## Task directions
Your answer must be an exact transcription of the lines from the line with "target=blonde hair" through the final line of the data.

(Data items)
# # # # #
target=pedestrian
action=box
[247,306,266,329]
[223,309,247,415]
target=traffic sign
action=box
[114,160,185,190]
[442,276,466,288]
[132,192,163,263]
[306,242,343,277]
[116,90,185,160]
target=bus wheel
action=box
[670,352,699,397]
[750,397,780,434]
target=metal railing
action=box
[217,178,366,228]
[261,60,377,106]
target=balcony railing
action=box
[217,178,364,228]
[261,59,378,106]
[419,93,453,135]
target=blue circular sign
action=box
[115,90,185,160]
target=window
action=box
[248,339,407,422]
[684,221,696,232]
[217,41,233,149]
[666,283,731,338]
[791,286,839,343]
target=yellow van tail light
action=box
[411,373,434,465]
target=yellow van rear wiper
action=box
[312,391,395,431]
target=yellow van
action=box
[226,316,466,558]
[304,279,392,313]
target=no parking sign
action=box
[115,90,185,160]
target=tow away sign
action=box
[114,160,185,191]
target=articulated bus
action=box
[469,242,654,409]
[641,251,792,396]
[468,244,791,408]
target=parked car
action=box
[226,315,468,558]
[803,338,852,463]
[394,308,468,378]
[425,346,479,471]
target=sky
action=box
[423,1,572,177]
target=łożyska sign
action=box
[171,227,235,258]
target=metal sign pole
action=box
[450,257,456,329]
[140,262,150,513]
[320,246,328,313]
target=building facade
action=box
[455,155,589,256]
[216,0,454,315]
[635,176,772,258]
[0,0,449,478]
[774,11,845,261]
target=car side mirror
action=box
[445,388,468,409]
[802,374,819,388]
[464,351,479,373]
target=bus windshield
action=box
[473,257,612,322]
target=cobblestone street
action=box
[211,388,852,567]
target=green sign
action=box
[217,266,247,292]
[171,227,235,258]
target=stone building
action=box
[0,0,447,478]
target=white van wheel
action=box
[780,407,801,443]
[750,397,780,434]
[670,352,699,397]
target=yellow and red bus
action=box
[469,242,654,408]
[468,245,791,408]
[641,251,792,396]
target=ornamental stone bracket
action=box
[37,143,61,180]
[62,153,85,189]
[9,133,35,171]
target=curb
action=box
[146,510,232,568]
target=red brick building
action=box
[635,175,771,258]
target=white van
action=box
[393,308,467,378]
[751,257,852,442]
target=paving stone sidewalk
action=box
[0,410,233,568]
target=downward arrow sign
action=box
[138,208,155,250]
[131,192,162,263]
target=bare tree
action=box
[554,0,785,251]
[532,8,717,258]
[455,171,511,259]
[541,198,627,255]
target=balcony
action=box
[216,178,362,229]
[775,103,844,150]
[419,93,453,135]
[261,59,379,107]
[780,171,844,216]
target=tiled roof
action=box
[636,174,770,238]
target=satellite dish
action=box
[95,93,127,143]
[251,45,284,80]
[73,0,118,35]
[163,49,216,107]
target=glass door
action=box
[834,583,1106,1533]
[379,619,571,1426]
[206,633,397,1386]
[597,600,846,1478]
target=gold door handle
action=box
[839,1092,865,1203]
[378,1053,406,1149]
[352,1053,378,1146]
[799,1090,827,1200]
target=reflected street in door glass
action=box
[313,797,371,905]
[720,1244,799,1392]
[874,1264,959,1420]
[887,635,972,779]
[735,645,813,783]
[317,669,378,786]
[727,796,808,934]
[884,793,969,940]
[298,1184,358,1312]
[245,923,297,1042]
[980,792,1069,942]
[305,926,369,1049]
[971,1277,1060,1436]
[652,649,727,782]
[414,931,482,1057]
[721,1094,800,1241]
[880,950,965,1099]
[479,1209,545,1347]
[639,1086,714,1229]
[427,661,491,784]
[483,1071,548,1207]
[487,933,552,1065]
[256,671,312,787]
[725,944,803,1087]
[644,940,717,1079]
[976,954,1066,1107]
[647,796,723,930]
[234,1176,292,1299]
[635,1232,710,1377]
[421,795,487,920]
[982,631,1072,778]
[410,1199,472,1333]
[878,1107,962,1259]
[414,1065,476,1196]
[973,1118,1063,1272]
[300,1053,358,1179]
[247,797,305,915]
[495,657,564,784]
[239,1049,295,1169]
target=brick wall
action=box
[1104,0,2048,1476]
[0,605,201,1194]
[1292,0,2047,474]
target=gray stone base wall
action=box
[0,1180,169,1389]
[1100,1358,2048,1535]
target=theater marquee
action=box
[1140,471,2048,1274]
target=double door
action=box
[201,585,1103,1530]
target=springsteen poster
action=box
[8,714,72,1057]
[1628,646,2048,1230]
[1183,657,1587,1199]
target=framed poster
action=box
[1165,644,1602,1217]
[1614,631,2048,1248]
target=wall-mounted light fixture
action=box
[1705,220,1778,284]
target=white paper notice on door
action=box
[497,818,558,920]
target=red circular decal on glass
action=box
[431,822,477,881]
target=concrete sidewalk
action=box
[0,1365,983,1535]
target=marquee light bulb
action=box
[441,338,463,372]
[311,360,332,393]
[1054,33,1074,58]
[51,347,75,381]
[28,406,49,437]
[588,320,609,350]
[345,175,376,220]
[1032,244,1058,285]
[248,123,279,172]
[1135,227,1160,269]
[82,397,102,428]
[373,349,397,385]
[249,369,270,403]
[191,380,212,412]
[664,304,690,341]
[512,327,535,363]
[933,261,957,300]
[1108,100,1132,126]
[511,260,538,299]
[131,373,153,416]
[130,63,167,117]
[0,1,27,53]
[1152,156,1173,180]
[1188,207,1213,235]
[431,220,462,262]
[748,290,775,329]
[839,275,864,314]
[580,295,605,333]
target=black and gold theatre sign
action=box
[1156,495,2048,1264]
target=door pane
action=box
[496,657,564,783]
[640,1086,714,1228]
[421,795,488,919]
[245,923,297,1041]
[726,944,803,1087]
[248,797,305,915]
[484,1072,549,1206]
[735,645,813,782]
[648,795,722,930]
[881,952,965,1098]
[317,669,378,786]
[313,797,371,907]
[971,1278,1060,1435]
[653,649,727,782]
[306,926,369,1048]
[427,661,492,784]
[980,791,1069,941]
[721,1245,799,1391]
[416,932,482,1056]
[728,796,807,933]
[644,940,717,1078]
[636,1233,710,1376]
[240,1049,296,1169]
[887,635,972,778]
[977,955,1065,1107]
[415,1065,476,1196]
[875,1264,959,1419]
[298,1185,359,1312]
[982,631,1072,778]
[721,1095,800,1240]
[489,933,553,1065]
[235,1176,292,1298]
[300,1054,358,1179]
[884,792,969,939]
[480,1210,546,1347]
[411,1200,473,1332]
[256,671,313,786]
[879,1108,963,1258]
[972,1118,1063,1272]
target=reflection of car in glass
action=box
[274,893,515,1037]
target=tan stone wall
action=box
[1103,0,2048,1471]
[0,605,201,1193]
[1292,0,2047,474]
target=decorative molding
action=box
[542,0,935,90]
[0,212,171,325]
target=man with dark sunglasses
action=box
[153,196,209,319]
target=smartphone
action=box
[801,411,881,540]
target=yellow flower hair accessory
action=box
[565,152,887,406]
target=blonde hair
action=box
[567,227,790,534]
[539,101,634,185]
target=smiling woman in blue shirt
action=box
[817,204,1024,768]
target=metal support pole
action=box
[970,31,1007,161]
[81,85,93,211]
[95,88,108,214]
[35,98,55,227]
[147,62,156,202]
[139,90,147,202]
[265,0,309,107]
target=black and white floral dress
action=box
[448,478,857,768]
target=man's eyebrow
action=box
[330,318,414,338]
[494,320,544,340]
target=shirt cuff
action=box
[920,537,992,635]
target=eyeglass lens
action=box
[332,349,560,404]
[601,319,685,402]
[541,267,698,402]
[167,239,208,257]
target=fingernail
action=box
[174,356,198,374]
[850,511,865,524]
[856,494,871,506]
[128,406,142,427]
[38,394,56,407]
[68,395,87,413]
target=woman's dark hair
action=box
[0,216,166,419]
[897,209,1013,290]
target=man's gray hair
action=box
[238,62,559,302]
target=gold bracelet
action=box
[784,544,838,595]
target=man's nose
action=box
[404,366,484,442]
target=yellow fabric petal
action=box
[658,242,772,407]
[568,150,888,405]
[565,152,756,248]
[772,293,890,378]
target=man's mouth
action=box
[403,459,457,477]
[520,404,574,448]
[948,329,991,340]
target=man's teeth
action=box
# # # # #
## Reply to the task
target=blonde hair
action=box
[567,227,790,534]
[539,101,634,185]
target=smiling woman in blue shirt
action=box
[817,204,1024,768]
target=metal support pole
action=box
[970,31,1007,161]
[81,85,93,211]
[95,88,108,214]
[35,98,55,227]
[147,62,156,202]
[139,90,147,202]
[265,0,309,107]
target=black and white floral dress
action=box
[448,478,857,768]
target=man's eyebrow
action=box
[330,318,414,338]
[494,320,544,340]
target=shirt cuff
action=box
[920,537,992,635]
target=eyeglass lens
action=box
[332,349,560,404]
[601,319,685,402]
[541,267,698,402]
[167,239,208,257]
target=fingernail
action=box
[174,356,198,374]
[850,511,865,524]
[856,494,871,506]
[128,406,142,427]
[38,394,56,407]
[68,395,87,413]
target=woman's dark hair
action=box
[0,216,166,419]
[897,209,1013,290]
target=man's gray hair
action=box
[238,62,559,302]
target=gold bracelet
action=box
[784,544,838,595]
target=man's nose
action=box
[404,366,484,442]
target=yellow fabric petal
action=box
[658,242,772,407]
[568,150,888,405]
[565,152,756,248]
[772,293,890,378]
target=man's mouth
action=box
[403,459,457,477]
[520,404,574,448]
[948,329,991,340]
target=man's teeth
action=box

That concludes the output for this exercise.